§ Set problem: Rescale the rows from the line with "Confirm that each instance of the grassy" up to and including the final line, writing out only those lines again with the requests included. Multiply every coordinate in the answers by 0.65 and round to whole numbers, with halves rounding up.

§ Exercise input:

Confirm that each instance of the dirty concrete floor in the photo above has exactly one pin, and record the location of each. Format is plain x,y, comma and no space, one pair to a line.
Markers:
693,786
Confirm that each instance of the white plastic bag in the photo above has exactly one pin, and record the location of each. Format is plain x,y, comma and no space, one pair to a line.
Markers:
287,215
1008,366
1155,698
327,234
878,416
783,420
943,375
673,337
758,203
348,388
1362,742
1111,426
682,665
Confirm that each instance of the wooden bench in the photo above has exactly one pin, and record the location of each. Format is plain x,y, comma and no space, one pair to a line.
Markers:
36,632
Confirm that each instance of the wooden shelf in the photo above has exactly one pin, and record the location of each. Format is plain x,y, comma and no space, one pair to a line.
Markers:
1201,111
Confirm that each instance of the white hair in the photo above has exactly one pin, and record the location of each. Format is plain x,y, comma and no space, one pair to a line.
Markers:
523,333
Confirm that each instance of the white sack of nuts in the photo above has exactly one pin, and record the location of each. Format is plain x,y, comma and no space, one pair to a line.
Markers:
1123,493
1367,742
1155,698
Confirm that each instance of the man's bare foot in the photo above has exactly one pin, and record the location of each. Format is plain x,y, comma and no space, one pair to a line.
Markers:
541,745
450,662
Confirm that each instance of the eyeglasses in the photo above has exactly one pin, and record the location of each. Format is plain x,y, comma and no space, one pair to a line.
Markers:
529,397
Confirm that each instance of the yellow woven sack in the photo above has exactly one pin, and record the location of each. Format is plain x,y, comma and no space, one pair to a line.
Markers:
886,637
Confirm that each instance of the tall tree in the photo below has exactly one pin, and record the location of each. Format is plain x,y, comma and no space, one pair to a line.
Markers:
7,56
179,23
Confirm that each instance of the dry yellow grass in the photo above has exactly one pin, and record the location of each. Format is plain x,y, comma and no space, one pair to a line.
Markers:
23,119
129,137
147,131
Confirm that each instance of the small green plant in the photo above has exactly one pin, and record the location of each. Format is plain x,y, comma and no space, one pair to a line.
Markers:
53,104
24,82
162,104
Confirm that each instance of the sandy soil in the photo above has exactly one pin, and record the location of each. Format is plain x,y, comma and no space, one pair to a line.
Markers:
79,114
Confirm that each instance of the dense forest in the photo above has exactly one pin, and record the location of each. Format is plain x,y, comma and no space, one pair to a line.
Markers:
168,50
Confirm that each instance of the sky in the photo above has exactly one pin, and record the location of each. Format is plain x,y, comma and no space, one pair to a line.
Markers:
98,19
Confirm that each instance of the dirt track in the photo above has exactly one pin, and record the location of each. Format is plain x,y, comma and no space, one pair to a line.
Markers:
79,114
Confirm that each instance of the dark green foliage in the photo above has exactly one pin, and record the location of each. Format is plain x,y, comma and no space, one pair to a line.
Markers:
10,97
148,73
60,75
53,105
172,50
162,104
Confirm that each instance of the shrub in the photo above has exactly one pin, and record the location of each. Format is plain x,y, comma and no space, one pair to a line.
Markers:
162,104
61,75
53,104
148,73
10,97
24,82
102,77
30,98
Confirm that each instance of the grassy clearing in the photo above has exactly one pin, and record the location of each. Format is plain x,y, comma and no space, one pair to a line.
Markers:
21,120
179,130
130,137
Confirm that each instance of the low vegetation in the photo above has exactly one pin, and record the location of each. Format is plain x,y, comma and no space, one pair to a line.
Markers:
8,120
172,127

§ Solution for this problem:
Confirm that each instance of the grassy clearing in the photo above has exactly one pin, and record the location of each. Format is plain x,y, comma and no space, one pair to a line.
Markers:
14,78
116,85
85,89
Confirm that each instance of the low vegetation in the photo above has exactly one pin, and record the location of each. Format is plain x,y, comma and no space, one pair to a line.
Markers:
5,78
112,83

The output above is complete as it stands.